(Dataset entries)
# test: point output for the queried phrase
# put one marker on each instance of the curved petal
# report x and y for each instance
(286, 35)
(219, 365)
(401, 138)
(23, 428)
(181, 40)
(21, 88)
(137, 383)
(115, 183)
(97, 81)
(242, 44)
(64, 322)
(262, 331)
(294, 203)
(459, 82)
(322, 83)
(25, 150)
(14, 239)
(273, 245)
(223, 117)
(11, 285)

Aim of the exercise => Line by line, repeat the data exactly.

Solution for this task =>
# test: point output for the queried phrase
# put one marker on each instance of the curved petal
# report x and y for each instance
(286, 35)
(219, 365)
(401, 138)
(23, 428)
(181, 40)
(21, 88)
(137, 383)
(115, 183)
(97, 81)
(242, 44)
(64, 322)
(262, 331)
(294, 203)
(459, 82)
(322, 83)
(25, 150)
(14, 239)
(273, 245)
(223, 117)
(11, 285)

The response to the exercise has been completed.